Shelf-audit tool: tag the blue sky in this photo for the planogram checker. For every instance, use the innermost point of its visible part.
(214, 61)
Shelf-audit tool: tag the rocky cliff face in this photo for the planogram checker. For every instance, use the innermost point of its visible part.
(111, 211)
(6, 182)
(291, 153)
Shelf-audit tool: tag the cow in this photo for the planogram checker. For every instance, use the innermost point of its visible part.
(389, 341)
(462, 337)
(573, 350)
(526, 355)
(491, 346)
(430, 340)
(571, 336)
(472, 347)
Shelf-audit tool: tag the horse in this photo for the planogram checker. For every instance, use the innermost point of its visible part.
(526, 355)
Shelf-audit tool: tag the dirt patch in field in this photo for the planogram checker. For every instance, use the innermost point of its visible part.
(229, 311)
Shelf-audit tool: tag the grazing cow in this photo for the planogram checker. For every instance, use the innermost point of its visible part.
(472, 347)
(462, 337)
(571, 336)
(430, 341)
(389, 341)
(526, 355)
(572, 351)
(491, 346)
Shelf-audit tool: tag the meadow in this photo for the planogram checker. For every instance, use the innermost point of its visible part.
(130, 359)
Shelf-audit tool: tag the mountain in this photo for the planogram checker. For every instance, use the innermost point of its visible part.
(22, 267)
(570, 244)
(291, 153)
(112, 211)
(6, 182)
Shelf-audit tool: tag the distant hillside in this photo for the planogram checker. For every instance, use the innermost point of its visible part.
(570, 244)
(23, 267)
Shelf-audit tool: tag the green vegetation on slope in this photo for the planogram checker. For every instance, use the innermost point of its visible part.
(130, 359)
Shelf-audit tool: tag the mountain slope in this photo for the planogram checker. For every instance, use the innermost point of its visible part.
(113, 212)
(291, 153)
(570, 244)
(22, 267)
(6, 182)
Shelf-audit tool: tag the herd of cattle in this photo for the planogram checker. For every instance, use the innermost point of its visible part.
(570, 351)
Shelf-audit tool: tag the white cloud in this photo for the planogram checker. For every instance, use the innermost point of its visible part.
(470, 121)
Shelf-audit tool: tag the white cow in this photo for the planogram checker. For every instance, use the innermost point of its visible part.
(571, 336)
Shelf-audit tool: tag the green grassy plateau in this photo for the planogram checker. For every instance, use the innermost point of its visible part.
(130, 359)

▶ _TASK STATEMENT_
Line by line, print the records above exactly as they stand.

▶ _OUTPUT_
Shelf-audit tool: tag the blue sky in this photo for the planogram checker. For every instance, use the innermost point of its visible part.
(214, 61)
Shelf-audit tool: tag the rocky cliff face in this photo for the planogram checker. For every instance, use the innermost point of its visible part.
(111, 211)
(6, 182)
(291, 153)
Shelf-audit tool: tag the cow in this photo for the planogram checker. For every instance, use the innermost point of its visible part.
(389, 341)
(462, 337)
(573, 350)
(526, 355)
(491, 346)
(430, 340)
(571, 336)
(472, 347)
Shelf-audit tool: tag the horse in this photo for the planogram checker. For every instance, use the innermost point of its visible part.
(526, 355)
Shelf-audit tool: tag the dirt patch in field in this photo for the planogram checker. For every instance, use the innermost point of its visible part.
(229, 311)
Shelf-audit tool: tag the grazing cow in this photo for the planogram checker. For every instance, use the innermost point of its visible part.
(472, 347)
(462, 337)
(571, 336)
(430, 341)
(389, 341)
(526, 355)
(572, 351)
(491, 346)
Shelf-audit tool: tag the meadow in this photo for the planogram checker. For every instance, use the innermost point of its visible part.
(130, 359)
Shelf-audit tool: tag the mountain in this photo for the planogram checker. For every instance, use the innermost point of its visible part.
(22, 267)
(570, 244)
(291, 153)
(112, 211)
(6, 182)
Shelf-audit tool: tag the distant hillside in this photo for the planogram checker. For every instance, use the innermost point of its visible part.
(570, 244)
(23, 267)
Shelf-audit tool: tag the green vegetation on slope in this photo for the planogram checker. For every instance, use the innermost point of its visible part.
(130, 359)
Shelf-audit tool: tag the mountain slope in this photo for the planogram checker. For every instance, use the innermost point of its visible part.
(113, 212)
(291, 153)
(570, 244)
(22, 267)
(6, 182)
Shelf-audit tool: tag the herd of cattle in this photo for the planogram checker. For every instance, use the innermost point of its visible part.
(570, 351)
Shelf-audit tool: tag the white cloud in this photo for the planogram checker. For every instance, use the innermost point of its visible part.
(470, 121)
Shelf-audit tool: tag the white cow in this photo for the planogram checker. For every instance, use the innermost point of its visible part.
(571, 336)
Shelf-audit tool: tag the green grassy plateau in this photo for the planogram checker. For every instance, use the innermost point of its visible part.
(130, 359)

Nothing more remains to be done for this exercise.